Source data Start Marker

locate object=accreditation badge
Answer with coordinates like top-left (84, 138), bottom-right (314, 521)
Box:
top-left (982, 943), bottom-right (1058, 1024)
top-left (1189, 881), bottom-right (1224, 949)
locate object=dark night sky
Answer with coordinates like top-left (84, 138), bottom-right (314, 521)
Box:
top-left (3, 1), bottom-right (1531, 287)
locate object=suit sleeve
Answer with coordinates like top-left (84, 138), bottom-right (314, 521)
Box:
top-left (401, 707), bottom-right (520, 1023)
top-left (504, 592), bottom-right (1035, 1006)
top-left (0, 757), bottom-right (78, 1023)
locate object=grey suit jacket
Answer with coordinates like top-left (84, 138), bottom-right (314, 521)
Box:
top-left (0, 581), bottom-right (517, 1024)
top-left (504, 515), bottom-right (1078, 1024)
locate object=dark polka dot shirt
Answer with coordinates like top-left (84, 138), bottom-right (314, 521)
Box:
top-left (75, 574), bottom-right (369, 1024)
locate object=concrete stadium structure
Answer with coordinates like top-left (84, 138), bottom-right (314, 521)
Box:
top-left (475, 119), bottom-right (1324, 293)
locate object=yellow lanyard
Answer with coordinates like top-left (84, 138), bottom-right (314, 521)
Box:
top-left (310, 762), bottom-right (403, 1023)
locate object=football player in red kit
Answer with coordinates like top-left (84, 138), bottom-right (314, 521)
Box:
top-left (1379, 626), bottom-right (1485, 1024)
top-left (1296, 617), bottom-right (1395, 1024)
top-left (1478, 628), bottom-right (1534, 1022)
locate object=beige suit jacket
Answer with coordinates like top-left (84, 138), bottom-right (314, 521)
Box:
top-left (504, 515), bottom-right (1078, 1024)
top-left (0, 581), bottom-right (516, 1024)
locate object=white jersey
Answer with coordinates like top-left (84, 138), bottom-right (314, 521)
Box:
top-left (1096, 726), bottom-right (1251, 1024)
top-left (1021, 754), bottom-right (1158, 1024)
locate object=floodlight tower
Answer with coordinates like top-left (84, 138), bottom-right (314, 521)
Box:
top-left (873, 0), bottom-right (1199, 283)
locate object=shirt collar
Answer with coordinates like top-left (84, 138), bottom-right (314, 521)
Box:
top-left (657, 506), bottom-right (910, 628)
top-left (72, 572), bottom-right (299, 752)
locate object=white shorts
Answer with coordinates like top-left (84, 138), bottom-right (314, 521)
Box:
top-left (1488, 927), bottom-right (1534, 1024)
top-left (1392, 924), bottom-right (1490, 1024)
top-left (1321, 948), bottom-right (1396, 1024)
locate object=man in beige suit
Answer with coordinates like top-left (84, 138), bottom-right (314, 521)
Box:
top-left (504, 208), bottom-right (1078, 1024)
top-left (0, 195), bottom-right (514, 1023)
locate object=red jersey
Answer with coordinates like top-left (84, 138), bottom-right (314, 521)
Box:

Source data End Marker
Source data Start Marker

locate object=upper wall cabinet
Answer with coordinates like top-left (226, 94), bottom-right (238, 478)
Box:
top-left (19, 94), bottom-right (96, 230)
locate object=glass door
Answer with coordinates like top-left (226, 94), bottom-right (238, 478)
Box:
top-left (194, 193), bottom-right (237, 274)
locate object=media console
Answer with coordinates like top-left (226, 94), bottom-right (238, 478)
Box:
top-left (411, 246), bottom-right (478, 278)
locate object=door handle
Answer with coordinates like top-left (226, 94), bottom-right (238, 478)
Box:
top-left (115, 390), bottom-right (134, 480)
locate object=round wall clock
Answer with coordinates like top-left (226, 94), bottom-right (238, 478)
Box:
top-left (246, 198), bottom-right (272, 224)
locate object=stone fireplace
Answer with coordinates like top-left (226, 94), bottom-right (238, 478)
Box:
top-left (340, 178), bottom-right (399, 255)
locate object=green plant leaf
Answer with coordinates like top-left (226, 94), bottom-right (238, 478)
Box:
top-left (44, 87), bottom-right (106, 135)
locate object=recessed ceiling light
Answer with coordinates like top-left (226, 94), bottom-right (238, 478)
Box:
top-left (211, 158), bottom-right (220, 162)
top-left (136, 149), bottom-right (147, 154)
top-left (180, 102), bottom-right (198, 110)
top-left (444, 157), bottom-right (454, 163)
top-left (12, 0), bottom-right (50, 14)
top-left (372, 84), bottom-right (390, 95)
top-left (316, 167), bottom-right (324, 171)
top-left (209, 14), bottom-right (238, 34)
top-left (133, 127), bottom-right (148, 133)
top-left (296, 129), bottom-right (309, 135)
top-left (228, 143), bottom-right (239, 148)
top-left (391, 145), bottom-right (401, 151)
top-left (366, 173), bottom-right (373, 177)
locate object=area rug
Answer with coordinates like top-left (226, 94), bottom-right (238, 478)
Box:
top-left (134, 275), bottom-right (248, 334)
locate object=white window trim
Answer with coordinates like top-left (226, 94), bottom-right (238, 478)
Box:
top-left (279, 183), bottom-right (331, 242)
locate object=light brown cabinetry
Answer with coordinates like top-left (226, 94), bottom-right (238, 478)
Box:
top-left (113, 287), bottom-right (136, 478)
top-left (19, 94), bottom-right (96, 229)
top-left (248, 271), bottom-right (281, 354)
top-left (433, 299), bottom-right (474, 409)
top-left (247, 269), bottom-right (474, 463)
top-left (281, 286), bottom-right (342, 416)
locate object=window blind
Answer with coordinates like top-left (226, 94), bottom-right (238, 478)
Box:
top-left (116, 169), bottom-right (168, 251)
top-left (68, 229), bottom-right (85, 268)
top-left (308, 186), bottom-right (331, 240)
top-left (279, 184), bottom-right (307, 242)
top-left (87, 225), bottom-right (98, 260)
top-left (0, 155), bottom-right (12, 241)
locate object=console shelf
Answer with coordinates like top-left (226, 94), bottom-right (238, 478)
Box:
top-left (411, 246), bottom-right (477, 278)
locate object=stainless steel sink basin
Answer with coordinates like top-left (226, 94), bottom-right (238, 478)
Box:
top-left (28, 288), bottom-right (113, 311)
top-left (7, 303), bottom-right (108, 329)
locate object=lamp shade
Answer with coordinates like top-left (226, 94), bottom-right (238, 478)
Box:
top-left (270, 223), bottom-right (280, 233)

Source data End Marker

* Exercise brief
Report each line above containing the string "shirt".

* Exercise solution
locate object=dark polka dot shirt
locate object=shirt collar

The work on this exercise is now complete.